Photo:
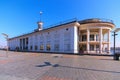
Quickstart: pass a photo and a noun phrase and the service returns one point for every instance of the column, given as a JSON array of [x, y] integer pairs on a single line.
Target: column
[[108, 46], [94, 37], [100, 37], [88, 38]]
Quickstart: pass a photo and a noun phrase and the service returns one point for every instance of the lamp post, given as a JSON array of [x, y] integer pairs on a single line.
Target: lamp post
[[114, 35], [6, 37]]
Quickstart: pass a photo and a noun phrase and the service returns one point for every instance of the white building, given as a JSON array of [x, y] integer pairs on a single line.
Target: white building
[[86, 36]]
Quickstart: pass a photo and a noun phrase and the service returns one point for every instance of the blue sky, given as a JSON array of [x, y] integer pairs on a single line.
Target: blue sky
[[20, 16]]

—————

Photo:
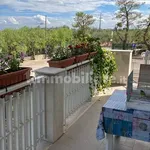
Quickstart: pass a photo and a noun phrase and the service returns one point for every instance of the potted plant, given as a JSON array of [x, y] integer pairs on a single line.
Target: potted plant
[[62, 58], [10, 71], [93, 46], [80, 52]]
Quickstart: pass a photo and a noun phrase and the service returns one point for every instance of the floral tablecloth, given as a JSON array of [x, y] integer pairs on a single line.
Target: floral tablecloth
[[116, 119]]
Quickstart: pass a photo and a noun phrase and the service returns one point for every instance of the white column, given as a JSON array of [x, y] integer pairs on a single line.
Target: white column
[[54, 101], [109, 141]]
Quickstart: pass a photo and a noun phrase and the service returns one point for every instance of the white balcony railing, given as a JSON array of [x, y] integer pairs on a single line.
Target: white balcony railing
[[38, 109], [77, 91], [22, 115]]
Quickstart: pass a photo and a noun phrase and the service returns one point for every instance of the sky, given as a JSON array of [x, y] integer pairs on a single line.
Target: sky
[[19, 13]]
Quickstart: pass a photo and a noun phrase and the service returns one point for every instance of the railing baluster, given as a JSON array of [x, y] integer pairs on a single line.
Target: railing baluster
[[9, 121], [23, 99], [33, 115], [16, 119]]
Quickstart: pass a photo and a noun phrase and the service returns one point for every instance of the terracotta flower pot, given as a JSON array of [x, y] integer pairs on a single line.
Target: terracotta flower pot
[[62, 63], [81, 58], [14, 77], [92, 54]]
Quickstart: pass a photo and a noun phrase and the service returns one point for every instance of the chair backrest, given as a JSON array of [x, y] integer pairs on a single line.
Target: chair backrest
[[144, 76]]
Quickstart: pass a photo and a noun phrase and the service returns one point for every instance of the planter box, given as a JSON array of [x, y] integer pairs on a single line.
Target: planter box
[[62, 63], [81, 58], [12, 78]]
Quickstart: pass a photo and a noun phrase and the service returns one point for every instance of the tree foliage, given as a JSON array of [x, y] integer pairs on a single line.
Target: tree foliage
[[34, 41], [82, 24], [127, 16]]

—————

### WHAT YOU ARE ASKED TO DO
Restate word for word only the lines above from the line containing "Target: sky" to the line containing "of the planter", both of them included.

### ANSWER AREA
Target: sky
[[19, 13]]
Quickstart: pass a photo and a noun phrase and the service returns one point for every instance of the railing baluster, given as a JSON array of [x, y] integer pairs on a single line.
Target: railing baluster
[[9, 121], [23, 99], [33, 115], [16, 119]]
Quickstart: pass a photo and a noun phrase and the service returns one point for every instance of the terracotta flower pot, given as a JSON array of [x, y] integer pairs on a single line.
Target: terracotta flower pot
[[62, 63], [81, 58], [14, 77], [92, 54]]
Quickstart: pass a photo and a noun phrase and the service returns one point for every instance of the chair backrest, given as a JSON array of [x, y] integer pairs on a single line.
Target: chair backrest
[[144, 76]]
Quickstart: pass a photo and a noun phrase and the service returns one point for every instance of the planter box, given as a JSON array of [x, y] integer pairs on a single line.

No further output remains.